= Provided passage =
_ _ _

The concept of dynamic resource allocation doesn’t really exist with traditional, fixed-function networking devices because all of their computing resources are normally dedicated to one particular network function.
Orchestrators have been around since the advent of cloud computing. They create and tear down virtual machines (VM) all day long, typically assigning a fixed amount of computing resource to VMs. When applications are not running fast enough, options include running fewer VMs on the server or adding more system memory, but neither option addresses any possible underlying issues or deal well with rapidly changing workload needs such as spikes in traffic.
If we want orchestrators to do a better job at allocating resources intelligently and dynamically, we have to give them better tools – and in a network management environment there are unique requirements. One example is that providers of telecom solutions have traditionally had to provide assurances of delivered capabilities around “FCAPS” – Fault, Configuration, Accounting, Performance and Security. Providing assurance of such service levels is particularly essential to support critical and latency-sensitive applications like autonomous cars and stock trading.
Two critical shared resources are cache size and memory bandwidth, which can have a large influence on overall application performance in multi-threaded and multi-tenant environments. Cache is a computing platform’s fastest memory system, enabling instructions to execute more quickly by providing high-bandwidth, low-latency data to the processor cores. High memory bandwidth is crucial to network functions that forward and switch high volumes of network traffic.

_ _ _

= Raw data =
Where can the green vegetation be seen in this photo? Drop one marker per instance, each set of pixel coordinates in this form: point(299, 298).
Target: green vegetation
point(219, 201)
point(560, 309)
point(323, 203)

_ _ _

= Jobs =
a: Reproduce the passage on dynamic resource allocation between "If we want orchestrators" and "and stock trading.", inclusive.
b: Take the passage on dynamic resource allocation further, picking up right after its final sentence.

= Exercise answers =
a:
If we want orchestrators to do a better job at allocating resources intelligently and dynamically, we have to give them better tools – and in a network management environment there are unique requirements. One example is that providers of telecom solutions have traditionally had to provide assurances of delivered capabilities around “FCAPS” – Fault, Configuration, Accounting, Performance and Security. Providing assurance of such service levels is particularly essential to support critical and latency-sensitive applications like autonomous cars and stock trading.

b:
With Intel® Infrastructure Management Technologies, we’ve made it easier for orchestrators to get the information required to tune the platform to meet critical performance requirements. Intel® Resource Director Technology (Intel® RDT) is one such technology that enables orchestrators to monitor and control key shared system resources to help ensure quality of service (QoS), a key element of service assurance use models. It’s an innovative capability used to maximize workload consolidation density and avoid overprovisioning of computing resources. The control features help improve performance consistency and dynamic service delivery, leading to improved service assurance, availability, and agility.
Here are the main features of Intel RDT:
- Cache Monitoring Technology (CMT) monitors the last-level cache (LLC) utilization by individual threads, applications, or VMs. It enhances application characterization, “noisy neighbor” detection, performance debugging, and advanced real-time provisioning and scheduling decision-making.
- Cache Allocation Technology (CAT) allows orchestrators to dynamically assign dedicated LLC capacity to a network function (i.e., thread) to increase its determinism or ensure consistent line-rate performance based on information from CMT (above). This feature can be automated via software-programmable control for best efficiency.
- Memory Bandwidth Monitoring (MBM) tracks a thread’s memory bandwidth usage to detect over-utilized memory bandwidth, characterize and debug the performance of bandwidth-sensitive applications, detect “noisy neighbor” streaming applications, and schedule non-uniform memory accesses (NUMA) more effectively.
- Code and Data Prioritization (CDP) enables separate control over code and data placement in the LLC. Certain specialized types of workloads may benefit from increased runtime determinism and greater performance predictability.
Optimize Your NFV Infrastructure
Be confident that your performance-critical workloads are getting the resources they need so they meet your service level (and as a provider, service-assurance) objectives. Make sure a low-priority workload isn’t hogging cache or memory, thereby choking a high-priority workload and bringing down its performance. With help from Intel® Infrastructure Management Technologies such as Intel RDT, limit the cache of a low-priority workload or move it to another server that isn’t running time-critical applications.
If you’re developing a multi-function appliance, Intel RDT makes it easier to integrate third party applications, especially if any of them happen to be a noisy neighbor. Tune your shared resources to get the right level of performance out of all your applications. For example, make sure all your virtual switch code runs in cache, which will improve the performance of all the VMs.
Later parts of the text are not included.